Given entries:
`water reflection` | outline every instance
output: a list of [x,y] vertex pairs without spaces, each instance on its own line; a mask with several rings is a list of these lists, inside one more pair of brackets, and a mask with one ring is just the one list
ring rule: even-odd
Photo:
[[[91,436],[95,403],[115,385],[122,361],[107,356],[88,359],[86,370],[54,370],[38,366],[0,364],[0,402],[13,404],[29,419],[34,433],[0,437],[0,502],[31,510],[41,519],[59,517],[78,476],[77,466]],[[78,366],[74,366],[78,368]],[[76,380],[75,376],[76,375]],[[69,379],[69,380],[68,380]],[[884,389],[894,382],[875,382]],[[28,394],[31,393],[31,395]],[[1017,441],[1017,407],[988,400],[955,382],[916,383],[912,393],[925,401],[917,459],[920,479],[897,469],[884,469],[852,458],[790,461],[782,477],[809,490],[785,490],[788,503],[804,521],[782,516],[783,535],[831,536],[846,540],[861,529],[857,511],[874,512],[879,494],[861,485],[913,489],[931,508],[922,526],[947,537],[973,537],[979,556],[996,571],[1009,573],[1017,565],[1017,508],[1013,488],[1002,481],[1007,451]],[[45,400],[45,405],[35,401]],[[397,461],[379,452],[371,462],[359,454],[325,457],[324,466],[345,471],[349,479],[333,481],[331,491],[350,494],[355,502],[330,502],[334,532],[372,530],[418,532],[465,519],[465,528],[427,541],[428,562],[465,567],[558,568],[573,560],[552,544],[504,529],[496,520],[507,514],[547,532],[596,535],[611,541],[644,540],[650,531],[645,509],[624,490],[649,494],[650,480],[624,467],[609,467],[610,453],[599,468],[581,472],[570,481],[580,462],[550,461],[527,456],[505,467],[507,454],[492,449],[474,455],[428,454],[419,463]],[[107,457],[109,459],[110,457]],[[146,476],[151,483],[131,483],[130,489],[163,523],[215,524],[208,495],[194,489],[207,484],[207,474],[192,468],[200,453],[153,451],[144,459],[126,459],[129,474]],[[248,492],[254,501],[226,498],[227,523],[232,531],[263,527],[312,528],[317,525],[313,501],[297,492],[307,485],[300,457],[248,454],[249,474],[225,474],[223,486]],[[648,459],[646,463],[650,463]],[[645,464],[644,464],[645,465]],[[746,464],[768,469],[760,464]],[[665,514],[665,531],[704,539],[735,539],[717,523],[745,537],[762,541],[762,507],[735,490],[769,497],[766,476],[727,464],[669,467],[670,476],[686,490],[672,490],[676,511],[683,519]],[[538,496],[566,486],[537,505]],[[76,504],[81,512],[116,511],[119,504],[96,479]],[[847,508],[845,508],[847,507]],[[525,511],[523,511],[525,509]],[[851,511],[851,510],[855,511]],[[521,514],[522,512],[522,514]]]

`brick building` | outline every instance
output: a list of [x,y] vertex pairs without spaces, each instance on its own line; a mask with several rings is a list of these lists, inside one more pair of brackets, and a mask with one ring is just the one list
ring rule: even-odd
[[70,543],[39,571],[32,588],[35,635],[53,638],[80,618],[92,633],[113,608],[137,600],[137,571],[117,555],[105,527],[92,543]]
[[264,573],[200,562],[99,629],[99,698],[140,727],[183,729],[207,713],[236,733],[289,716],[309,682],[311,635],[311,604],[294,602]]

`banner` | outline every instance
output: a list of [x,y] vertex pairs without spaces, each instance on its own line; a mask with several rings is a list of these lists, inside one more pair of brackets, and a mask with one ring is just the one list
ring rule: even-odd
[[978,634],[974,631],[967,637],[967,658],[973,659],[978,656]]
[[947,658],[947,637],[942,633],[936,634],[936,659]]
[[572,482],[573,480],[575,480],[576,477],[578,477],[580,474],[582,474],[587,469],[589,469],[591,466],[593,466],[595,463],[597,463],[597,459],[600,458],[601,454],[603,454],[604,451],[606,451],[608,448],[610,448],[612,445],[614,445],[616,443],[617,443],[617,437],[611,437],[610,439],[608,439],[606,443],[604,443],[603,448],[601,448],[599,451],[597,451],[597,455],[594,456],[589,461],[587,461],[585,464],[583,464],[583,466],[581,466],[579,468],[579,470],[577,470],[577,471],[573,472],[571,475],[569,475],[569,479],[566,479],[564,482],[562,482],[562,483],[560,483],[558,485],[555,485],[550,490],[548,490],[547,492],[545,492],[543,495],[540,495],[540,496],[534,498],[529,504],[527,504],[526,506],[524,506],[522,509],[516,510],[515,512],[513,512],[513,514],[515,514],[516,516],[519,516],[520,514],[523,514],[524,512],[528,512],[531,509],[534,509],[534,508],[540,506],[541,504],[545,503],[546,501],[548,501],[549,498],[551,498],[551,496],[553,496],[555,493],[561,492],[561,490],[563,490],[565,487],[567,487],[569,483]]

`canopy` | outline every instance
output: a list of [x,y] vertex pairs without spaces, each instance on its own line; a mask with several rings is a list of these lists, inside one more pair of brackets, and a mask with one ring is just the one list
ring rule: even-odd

What you need to do: Which lines in the data above contain the word "outline"? Report each one in full.

The answer:
`water reflection` | outline every instance
`brick building` | outline every instance
`banner` | outline every instance
`canopy` | outline every instance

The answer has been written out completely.